• _Requirements_
Change each "curation pipeline" in the lines below to "annotation pipeline" and leave everything else as it is.

[Bounding box annotation lines]
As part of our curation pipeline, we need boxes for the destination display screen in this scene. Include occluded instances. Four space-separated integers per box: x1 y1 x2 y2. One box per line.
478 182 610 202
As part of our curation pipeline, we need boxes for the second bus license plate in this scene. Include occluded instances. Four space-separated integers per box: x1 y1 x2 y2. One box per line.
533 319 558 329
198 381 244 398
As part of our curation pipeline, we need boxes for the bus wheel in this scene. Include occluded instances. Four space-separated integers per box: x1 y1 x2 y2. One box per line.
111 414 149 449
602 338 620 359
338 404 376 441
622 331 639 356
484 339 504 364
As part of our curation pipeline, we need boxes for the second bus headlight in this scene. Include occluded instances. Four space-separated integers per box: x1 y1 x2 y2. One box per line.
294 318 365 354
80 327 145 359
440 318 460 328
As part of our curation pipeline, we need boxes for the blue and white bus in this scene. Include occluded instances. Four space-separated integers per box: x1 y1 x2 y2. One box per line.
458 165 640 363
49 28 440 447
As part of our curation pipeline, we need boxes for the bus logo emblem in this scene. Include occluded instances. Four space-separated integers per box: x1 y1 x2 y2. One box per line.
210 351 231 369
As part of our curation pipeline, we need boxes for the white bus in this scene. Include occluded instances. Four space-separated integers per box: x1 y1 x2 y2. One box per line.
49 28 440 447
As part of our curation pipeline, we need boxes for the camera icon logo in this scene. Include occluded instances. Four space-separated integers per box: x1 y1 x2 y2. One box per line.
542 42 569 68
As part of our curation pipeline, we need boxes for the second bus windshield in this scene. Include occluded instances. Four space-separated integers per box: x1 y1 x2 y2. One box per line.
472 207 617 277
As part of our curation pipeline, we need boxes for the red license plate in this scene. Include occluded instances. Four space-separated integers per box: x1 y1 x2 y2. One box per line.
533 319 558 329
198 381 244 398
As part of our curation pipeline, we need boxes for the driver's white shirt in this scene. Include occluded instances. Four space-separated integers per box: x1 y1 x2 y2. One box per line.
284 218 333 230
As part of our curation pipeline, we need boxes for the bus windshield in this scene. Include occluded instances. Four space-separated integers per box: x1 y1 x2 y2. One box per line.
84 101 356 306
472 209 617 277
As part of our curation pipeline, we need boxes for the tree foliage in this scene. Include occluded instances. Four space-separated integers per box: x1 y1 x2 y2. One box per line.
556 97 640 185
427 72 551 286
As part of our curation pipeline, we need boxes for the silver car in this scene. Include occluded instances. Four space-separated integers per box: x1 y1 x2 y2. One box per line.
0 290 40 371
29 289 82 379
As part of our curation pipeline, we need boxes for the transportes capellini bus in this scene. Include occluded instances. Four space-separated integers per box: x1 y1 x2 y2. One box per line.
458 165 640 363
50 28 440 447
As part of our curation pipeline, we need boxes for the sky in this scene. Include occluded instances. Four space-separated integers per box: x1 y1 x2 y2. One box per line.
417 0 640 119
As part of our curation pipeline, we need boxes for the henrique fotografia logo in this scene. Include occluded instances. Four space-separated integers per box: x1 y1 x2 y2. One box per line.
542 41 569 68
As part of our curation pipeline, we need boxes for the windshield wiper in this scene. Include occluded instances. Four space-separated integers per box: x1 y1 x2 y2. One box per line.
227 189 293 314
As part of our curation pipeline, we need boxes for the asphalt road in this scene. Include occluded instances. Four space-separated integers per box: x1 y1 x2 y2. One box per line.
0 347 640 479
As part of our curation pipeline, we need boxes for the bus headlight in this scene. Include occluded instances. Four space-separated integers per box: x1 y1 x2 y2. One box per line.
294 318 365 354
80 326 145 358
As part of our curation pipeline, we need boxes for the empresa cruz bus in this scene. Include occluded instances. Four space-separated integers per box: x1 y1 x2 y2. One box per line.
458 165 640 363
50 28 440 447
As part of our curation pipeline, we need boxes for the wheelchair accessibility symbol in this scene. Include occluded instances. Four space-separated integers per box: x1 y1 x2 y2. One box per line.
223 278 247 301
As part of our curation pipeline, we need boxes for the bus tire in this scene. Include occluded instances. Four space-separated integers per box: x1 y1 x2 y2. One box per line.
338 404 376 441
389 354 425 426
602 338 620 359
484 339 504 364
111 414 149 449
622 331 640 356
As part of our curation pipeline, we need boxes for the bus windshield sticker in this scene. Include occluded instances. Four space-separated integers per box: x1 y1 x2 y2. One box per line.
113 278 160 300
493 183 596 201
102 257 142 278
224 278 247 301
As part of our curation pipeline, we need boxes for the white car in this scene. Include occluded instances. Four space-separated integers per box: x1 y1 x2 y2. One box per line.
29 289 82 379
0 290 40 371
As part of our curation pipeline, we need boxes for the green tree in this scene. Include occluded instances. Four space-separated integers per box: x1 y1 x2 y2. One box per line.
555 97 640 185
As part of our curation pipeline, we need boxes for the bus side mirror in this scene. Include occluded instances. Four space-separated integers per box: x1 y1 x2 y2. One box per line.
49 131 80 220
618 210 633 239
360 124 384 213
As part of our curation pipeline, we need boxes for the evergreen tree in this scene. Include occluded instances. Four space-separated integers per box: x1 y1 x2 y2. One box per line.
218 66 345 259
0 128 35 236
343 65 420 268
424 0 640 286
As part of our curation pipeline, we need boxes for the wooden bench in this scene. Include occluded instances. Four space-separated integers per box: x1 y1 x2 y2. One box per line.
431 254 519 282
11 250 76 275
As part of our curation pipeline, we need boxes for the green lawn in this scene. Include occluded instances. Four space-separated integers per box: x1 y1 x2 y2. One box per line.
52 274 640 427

• _Output of the task_
As part of our annotation pipeline, we need boxes for the destination display screen in this scene. Include occluded instances. Four space-separated integers per box: x1 y1 x2 y2. One box per line.
478 182 610 202
As part of our annotation pipeline, we need boxes for the second bus license plate in this scene. Include occluded instances. Four space-separated integers per box: x1 y1 x2 y2. One box per line.
533 319 558 329
198 381 244 398
As part of our annotation pipeline, we need boxes for the bus wheel in this scene. Include occluded instances. Four space-separated integers per box: x1 y1 x2 y2. One box per line.
111 414 149 449
602 338 620 359
338 404 376 441
622 331 639 356
484 339 504 364
As part of our annotation pipeline, we need boxes for the second bus headlight in this scene. Include occluded instances. Four space-separated integers per box: x1 y1 x2 y2. One box per line.
294 318 365 354
80 327 145 359
440 318 460 328
As part of our annotation pipeline, we need boxes for the blue and white bus in this scene. Include occluded instances. Four space-separated integers per box: x1 y1 x2 y2. One box per line.
458 165 640 363
49 28 440 447
As part of our annotation pipeline, we need boxes for the bus logo emblem in this scene. Include occluded instances. Four space-separated integers per box: x1 y1 x2 y2. One box per line.
210 351 231 369
As part of our annotation pipeline, we need boxes for the white bus in this scene. Include occluded instances. Four space-separated integers per box: x1 y1 x2 y2. One box per line.
49 28 440 447
As part of our annotation pipeline, we need boxes for the camera icon logo in this scene. Include occluded instances. Four space-separated integers per box: x1 y1 x2 y2. One box per line.
542 42 569 68
As part of our annotation pipeline, we need boxes for the second bus windshield in this scene. Include occluded instances. Four space-separated integers per box: x1 y1 x2 y2. One box per line.
472 207 617 277
As part of our annotation pipeline, we need boxes for the red license plate in this scene. Include occluded instances. Four space-separated integers per box: x1 y1 x2 y2. One box per line.
533 319 558 329
198 381 244 398
As part of our annotation pipeline, we need boxes for the driver's white shirt in this scene. Include occluded instances. Four space-separated integers per box: x1 y1 x2 y2. One box per line.
284 218 333 230
As part of our annotation pipeline, we need boxes for the bus windshield in this scene. Include occluded instances. Four space-separated integers per box: x1 y1 x2 y2. One box per line.
84 101 356 306
472 209 617 277
As part of our annotation pipeline, we need boxes for the tree foliage in this scene. Include occluded instances. Four space-separated integers per box: x1 y1 x2 y2. One box per line.
556 97 640 185
427 72 551 286
As part of our annotation pipeline, we need boxes for the silver car in this scene. Include occluded instances. Four space-separated integers per box: x1 y1 x2 y2. One box per line.
0 290 40 371
29 289 82 379
As part of our annotation pipeline, we need boxes for the transportes capellini bus in this scene. Include occluded instances. Four space-separated integers per box: x1 y1 x2 y2. One box per line.
458 165 640 363
50 28 440 447
As part of our annotation pipeline, we need boxes for the sky in this scene. Include occluded instances. Four space-separated integers per box: x1 y1 x2 y2. One box per line.
417 0 640 119
As part of our annotation pipeline, we need boxes for the henrique fotografia logo in this scene. Include occluded instances. Four space-separated integers per box: x1 y1 x2 y2. One box per line.
542 41 569 68
As part of our annotation pipeline, we need boxes for the windshield wiper in this scene. Include occluded instances. Four space-separated integers per box: x1 y1 x2 y2. One box per line.
227 189 293 314
As part of our annotation pipeline, we need boxes for the asphalt road in this scene. Include occluded instances. Four space-separated integers per box: x1 y1 x2 y2. One box per line.
0 347 640 479
As part of our annotation pipeline, we need boxes for the bus headlight in this scene. Include occluded instances. Four space-separated integers per box: x1 y1 x2 y2. One box per line.
294 318 365 354
80 326 145 358
As part of our annotation pipeline, we need boxes for the empresa cruz bus in this scene. Include occluded instances. Four space-separated integers per box: x1 y1 x2 y2. One box per line.
458 165 640 363
50 28 440 447
As part of our annotation pipeline, we need boxes for the wheelchair accessibility symbol in this scene. Include occluded instances. Four space-separated integers per box: x1 y1 x2 y2. One box per line.
223 278 247 301
As part of our annotation pipeline, we need boxes for the bus tire in this scene. Include occluded instances. Four space-separated integers per box: x1 y1 x2 y2. One box per line.
338 404 376 441
389 354 425 426
602 338 620 359
484 339 504 364
111 414 149 449
622 331 640 356
As part of our annotation pipeline, we need boxes for the bus windshield sticker in this scene. Include occluded instances. Four space-separated integers per box: x1 y1 x2 y2. One box per line.
113 278 160 300
493 183 596 201
102 257 142 278
224 278 247 301
As part of our annotation pipeline, we need boxes for the white car in this scene. Include occluded instances. Four space-separated integers per box: x1 y1 x2 y2. One box per line.
29 289 82 379
0 290 40 371
As part of our annotation pipeline, we need boxes for the green tree in this scene. Include occluded instances. Four space-separated integers per box: x1 y1 x2 y2. One box per line.
555 97 640 185
As part of our annotation pipeline, we need boxes for the bus side mirror in this scene. Include occluded instances. Four space-separated integers per box: x1 y1 x2 y2. One box per line.
49 131 80 220
618 210 633 239
360 124 384 213
As part of our annotation pipeline, we need boxes for the evergreen tree in this scene. Include occluded instances. Four space-separated integers per box: x1 y1 x2 y2. One box per line.
218 66 345 259
0 128 35 236
343 65 420 268
424 0 640 286
As part of our annotation pipeline, we need boxes for the wooden bench in this scene. Include occluded instances. Four space-separated integers per box: x1 y1 x2 y2. One box per line.
431 254 519 282
11 250 76 275
As part of our annotation pipeline, we need boxes for the green lawn in this scene. Include occluded instances. Four space-separated integers per box: x1 y1 x2 y2. One box per line.
52 274 640 427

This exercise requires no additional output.